Short task:
Rewrite the listing starting at the line containing "the red and" and ending at the end of the listing, replacing "tab character" with "comma" and changing nothing else.

Object point labels:
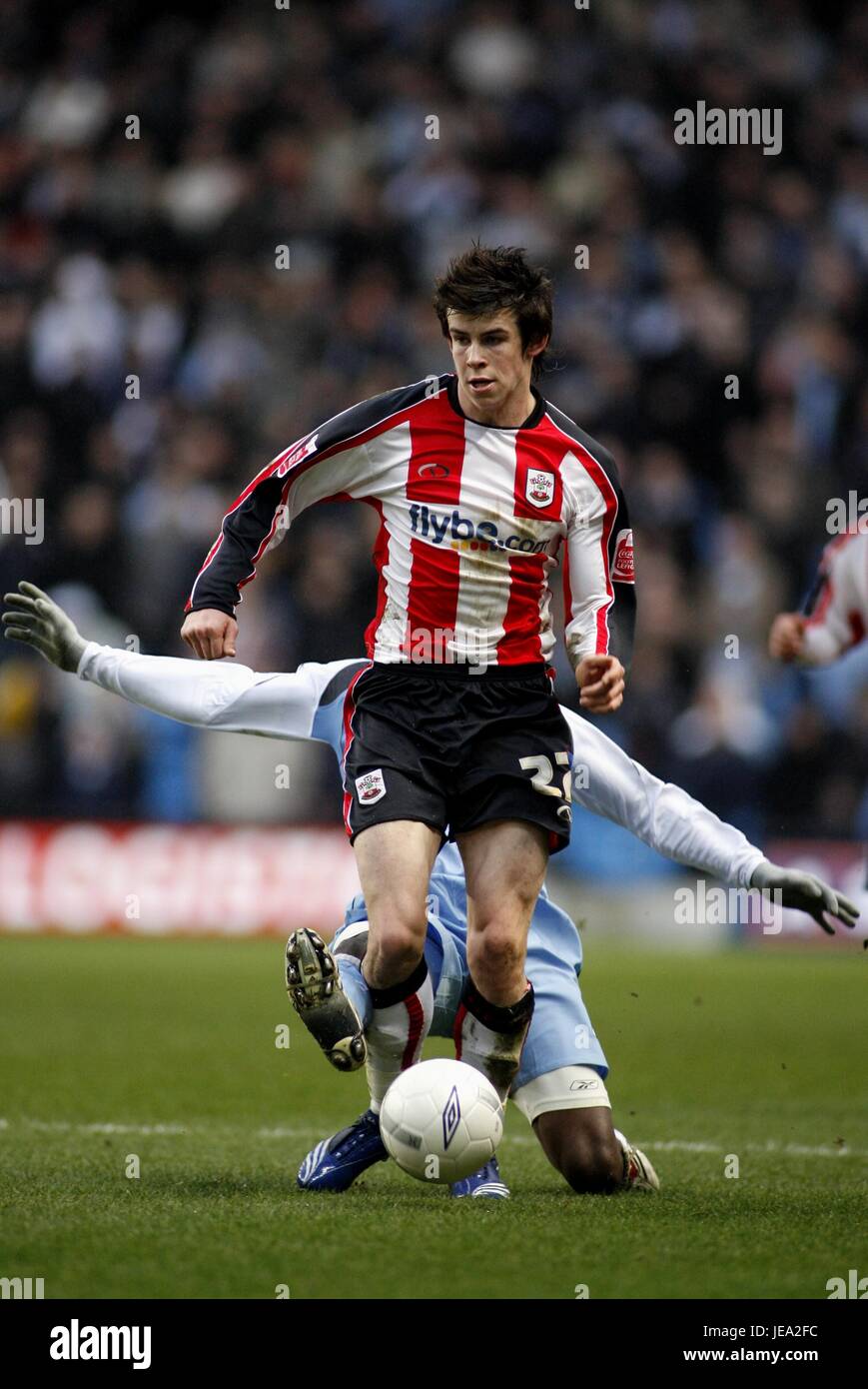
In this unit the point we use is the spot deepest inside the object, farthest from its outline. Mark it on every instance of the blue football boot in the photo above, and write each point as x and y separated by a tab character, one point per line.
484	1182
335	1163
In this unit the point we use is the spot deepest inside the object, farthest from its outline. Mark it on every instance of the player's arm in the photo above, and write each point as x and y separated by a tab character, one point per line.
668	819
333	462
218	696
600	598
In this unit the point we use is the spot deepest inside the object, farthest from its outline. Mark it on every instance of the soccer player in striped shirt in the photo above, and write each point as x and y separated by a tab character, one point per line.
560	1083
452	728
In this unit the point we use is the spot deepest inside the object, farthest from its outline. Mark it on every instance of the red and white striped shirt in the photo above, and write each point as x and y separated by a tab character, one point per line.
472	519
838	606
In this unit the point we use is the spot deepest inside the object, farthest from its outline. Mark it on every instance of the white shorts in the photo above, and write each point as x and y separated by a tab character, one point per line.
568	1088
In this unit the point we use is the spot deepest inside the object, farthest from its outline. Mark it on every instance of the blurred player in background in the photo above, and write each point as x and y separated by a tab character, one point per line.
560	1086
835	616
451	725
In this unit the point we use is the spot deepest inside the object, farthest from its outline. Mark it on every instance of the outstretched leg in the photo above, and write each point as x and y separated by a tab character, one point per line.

Result:
In this unit the point we use is the spot deepest inside the object, farthest from its outline. Mark it on every instance of the red and white striped shirt in the photo above, and write each point as x and y separated by a comma, one point per line.
472	519
838	606
In this unit the point we use is the spot deepest inside the object, farthest from its outline. Mark it on every instance of the white shorts in the photo above, and write each point as x and y separated by a comma, one point per line.
568	1088
In this unit the point we use is the spot deepest inside the object, farthest from its outline. Mark it on every instance of the blurred player in background in the photo above, and write each point as x and y separated by a comma, one point per line.
560	1086
835	616
451	725
In this unit the point we use is the spot deepest inside the object, farthest from its outline. Mark it on every instance of the outstretched leg in the photo above, and write each point as x and y separated by a comma, one point per line.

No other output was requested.